** Opening Information shown block **

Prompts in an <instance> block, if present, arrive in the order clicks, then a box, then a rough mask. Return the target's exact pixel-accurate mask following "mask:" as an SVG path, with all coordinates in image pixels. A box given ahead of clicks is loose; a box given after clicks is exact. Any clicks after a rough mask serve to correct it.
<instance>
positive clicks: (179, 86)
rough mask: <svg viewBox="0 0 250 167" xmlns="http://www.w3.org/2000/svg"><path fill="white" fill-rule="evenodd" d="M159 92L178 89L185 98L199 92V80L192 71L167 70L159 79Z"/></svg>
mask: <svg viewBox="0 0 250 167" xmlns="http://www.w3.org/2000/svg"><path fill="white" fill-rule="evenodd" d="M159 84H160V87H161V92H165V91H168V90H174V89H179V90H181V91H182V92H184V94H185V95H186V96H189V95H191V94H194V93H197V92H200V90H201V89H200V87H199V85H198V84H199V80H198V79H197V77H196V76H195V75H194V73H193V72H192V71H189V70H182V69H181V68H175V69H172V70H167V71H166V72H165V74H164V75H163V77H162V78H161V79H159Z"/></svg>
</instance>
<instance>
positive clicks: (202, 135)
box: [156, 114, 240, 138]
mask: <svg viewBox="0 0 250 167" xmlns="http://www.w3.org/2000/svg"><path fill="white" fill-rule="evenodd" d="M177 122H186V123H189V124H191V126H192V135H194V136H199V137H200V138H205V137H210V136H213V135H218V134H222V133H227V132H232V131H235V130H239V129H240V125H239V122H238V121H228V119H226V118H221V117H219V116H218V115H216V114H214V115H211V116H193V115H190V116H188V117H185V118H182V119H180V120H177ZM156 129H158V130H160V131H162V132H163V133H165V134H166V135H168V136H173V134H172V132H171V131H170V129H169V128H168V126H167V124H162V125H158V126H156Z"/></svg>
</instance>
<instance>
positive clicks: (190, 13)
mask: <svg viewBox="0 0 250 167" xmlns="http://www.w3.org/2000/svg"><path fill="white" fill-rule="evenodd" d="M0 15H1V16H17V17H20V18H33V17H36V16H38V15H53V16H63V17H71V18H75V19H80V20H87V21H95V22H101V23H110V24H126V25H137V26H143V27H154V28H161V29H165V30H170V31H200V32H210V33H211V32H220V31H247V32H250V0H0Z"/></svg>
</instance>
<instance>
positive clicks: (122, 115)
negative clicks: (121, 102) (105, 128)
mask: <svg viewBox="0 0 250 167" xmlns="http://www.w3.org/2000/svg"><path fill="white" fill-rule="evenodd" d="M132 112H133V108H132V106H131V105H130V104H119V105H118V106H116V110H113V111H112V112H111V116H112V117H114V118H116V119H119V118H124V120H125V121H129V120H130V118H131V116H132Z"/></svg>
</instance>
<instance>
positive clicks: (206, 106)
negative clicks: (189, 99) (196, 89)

** Closing Information shown block **

Your instructions: Locate each line in the rows above that contains the string "positive", and copy every such line in full.

Task response:
positive clicks: (179, 86)
positive clicks: (202, 135)
positive clicks: (190, 13)
positive clicks: (122, 115)
positive clicks: (206, 106)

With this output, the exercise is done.